## WHAT IS EXPECTED
Reproduce verbatim everything from the line containing "Each instance receives one keypoint. Tag the dark brown" down to the line containing "<point>995,407</point>", including both of those lines.

## SOURCE DATA
<<<<
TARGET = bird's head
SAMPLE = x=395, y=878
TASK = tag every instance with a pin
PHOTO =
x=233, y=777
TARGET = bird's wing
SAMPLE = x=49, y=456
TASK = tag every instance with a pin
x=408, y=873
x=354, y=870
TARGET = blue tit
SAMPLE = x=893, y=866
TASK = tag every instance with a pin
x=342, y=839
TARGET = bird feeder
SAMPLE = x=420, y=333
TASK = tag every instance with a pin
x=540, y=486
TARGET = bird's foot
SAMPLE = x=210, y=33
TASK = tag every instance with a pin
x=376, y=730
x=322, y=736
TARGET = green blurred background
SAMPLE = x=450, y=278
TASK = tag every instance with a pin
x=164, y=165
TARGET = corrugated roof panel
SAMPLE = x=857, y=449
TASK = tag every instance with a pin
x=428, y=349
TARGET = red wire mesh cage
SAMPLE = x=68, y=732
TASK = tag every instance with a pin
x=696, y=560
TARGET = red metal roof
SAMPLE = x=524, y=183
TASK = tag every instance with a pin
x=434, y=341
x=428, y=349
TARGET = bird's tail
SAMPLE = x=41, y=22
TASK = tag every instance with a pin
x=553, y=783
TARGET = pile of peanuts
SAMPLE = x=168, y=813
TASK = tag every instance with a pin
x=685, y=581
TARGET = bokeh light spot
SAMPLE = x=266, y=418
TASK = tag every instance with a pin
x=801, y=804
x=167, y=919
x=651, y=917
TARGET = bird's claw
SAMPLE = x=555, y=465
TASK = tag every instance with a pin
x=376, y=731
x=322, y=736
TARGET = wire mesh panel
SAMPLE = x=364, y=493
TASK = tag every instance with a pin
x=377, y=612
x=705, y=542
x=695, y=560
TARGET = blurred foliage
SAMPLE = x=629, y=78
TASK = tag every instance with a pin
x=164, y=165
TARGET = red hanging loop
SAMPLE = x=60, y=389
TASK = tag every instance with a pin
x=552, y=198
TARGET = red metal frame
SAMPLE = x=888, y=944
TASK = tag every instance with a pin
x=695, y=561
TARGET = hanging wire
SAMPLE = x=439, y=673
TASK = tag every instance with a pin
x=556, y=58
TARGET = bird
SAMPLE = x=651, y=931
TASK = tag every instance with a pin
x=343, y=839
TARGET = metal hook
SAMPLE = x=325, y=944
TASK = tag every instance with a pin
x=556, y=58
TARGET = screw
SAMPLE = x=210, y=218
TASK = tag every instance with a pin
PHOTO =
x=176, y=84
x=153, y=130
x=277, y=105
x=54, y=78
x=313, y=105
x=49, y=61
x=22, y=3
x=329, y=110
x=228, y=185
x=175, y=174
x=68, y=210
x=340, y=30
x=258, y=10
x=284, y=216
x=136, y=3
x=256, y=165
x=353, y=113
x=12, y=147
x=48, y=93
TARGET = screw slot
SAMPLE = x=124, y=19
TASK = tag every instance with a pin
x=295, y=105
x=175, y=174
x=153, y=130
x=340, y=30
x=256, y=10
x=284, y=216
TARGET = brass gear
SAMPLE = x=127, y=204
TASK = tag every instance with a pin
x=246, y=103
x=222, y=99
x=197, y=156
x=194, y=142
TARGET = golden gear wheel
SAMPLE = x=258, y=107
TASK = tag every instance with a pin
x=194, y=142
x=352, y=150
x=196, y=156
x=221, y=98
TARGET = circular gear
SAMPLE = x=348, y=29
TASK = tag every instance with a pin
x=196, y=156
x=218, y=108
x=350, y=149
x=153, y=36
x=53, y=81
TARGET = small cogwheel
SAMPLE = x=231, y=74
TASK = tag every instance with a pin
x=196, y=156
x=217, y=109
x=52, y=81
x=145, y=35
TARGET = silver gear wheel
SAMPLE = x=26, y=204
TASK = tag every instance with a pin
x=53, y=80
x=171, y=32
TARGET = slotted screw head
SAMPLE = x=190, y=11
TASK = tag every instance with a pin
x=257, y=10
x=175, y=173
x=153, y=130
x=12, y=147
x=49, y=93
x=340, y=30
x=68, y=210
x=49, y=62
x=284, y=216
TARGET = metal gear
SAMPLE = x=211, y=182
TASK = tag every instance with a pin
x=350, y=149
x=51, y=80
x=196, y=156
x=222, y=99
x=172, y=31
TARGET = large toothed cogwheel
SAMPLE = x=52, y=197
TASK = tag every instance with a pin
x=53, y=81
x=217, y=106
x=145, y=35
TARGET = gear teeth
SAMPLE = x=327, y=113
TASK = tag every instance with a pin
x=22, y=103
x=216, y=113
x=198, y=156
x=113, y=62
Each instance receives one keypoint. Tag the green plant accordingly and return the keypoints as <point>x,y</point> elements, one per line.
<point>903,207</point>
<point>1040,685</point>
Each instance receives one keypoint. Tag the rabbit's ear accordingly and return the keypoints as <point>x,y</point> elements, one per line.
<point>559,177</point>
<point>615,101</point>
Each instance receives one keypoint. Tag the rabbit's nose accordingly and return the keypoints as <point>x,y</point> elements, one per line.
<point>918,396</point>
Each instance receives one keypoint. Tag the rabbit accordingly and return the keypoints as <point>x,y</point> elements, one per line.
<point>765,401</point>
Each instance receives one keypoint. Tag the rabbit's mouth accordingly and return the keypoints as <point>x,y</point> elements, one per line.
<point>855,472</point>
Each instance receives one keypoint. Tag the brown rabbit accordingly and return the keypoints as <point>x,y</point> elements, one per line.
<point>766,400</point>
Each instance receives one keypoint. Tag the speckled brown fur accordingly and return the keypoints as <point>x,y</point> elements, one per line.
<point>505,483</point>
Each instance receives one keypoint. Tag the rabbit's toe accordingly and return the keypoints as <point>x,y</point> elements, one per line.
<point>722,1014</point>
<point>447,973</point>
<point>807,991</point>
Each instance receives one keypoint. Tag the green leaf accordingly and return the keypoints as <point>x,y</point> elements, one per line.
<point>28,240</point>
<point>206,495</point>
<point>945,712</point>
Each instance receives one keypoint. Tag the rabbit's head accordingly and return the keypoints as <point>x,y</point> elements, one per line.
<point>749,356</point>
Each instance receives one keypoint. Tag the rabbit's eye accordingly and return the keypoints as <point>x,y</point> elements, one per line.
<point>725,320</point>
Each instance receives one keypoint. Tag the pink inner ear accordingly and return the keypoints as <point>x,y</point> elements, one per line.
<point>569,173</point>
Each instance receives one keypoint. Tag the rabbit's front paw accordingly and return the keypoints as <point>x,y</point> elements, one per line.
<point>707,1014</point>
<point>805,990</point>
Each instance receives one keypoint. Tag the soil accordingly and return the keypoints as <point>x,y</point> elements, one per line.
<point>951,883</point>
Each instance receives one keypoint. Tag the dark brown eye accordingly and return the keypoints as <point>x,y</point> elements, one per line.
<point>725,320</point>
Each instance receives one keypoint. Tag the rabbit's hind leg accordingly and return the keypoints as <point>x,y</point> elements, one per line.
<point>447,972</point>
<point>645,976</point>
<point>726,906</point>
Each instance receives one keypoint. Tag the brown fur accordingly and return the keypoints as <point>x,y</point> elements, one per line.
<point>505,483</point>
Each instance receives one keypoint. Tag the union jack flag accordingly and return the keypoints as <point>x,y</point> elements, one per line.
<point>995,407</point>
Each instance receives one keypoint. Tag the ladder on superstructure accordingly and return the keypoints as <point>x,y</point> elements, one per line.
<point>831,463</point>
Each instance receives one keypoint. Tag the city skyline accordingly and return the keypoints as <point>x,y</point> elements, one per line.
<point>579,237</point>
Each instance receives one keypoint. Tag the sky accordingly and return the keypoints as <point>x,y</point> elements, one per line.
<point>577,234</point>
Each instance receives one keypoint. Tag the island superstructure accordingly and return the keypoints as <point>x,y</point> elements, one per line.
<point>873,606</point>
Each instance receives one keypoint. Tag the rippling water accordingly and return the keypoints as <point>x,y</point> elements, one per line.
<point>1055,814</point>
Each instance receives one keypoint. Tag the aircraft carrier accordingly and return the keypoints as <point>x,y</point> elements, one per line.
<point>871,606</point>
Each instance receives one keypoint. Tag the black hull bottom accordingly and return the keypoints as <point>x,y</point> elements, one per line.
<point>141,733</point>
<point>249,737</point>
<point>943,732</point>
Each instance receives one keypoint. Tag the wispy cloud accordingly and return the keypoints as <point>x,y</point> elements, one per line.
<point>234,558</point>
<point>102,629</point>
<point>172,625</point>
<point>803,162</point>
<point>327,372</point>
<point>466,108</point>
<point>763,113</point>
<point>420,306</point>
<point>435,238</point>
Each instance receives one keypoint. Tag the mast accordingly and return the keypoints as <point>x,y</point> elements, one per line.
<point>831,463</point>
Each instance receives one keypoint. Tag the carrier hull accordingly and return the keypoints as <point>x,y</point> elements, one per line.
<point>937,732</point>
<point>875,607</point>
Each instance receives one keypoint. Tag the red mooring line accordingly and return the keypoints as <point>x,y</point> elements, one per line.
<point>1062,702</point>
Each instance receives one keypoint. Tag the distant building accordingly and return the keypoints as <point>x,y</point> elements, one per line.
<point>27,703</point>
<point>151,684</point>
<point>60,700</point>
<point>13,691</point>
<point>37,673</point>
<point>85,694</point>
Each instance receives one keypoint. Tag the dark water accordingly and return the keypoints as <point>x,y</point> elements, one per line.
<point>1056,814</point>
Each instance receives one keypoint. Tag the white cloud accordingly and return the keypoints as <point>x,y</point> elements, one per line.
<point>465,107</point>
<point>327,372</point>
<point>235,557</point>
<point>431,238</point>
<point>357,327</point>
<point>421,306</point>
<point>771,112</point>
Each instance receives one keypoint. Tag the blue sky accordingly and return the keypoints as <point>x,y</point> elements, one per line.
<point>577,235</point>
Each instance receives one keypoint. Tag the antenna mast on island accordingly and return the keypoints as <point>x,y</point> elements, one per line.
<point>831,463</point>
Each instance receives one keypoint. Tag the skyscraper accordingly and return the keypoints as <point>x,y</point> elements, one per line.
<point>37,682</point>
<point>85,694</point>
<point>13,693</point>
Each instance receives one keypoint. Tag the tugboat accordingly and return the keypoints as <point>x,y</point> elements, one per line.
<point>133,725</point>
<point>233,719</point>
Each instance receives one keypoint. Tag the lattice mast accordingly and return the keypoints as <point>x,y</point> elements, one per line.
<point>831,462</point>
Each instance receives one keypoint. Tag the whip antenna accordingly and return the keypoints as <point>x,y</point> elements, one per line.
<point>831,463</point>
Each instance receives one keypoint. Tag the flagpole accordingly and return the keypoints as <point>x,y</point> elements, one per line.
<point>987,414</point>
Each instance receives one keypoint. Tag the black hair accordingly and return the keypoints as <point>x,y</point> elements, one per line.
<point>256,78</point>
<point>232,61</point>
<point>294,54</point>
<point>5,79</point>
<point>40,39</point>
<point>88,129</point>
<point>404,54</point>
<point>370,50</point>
>>>>
## COMPLETE OUTPUT
Each instance receives one keypoint. Tag the dark brown eye accordingly and return the keypoints as <point>x,y</point> elements, one per line.
<point>725,320</point>
Each instance receives one keypoint. Tag the rabbit's hind leg accordingly and return the keypoints as <point>x,y</point> elements, one per line.
<point>447,972</point>
<point>645,976</point>
<point>726,906</point>
Each instance receives one keypoint. Tag the brown fur accordingly and return the keypoints as <point>x,y</point> elements, one per line.
<point>505,483</point>
Each instance receives one keypoint. Tag the union jack flag accordingly and return the keypoints as <point>x,y</point> elements, one per line.
<point>995,407</point>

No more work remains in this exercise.